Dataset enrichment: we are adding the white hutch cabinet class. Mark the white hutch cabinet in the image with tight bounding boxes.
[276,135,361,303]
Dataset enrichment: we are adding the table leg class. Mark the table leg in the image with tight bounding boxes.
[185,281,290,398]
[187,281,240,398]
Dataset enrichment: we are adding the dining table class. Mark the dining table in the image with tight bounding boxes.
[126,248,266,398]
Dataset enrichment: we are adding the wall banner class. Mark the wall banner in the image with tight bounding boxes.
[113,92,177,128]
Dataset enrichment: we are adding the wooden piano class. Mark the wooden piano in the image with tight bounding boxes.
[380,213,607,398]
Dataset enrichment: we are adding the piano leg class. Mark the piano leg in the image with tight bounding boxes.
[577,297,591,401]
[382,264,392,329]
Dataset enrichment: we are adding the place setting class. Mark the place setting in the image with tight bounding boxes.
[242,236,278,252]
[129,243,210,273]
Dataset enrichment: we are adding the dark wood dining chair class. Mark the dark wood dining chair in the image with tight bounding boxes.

---

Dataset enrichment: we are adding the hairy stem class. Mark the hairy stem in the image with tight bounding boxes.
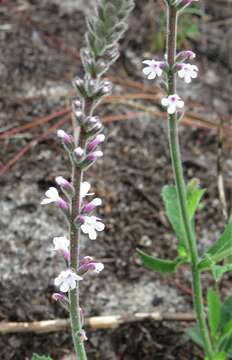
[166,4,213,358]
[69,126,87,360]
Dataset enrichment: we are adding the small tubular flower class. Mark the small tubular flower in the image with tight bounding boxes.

--

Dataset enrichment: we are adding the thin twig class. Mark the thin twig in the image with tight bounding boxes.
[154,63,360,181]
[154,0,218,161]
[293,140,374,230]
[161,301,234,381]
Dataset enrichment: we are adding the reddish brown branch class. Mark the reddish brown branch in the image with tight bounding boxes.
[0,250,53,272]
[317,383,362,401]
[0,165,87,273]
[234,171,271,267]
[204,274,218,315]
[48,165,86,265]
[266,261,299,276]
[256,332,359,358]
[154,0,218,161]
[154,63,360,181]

▶ **ACTIVITY**
Here the output must be the lines above from the line with "Dataset enrichment: we are adding the piano" to the line with "Dataset enrichment: we are adding the dark", both included, duplicated word for word and nothing else.

▶ **REPLY**
Dataset enrichment: we are adding the piano leg class. Mark the piano leg in the image with tight bounding boxes.
[577,297,591,401]
[382,264,392,329]
Dataset enrichment: we are adding the place setting class. Mark the place setting in the image with tight bounding boxes.
[242,236,278,252]
[129,243,210,273]
Dataset enrichment: we are adding the dark wood dining chair class. Mark the dark wood dining chair in the image with tight bounding boxes.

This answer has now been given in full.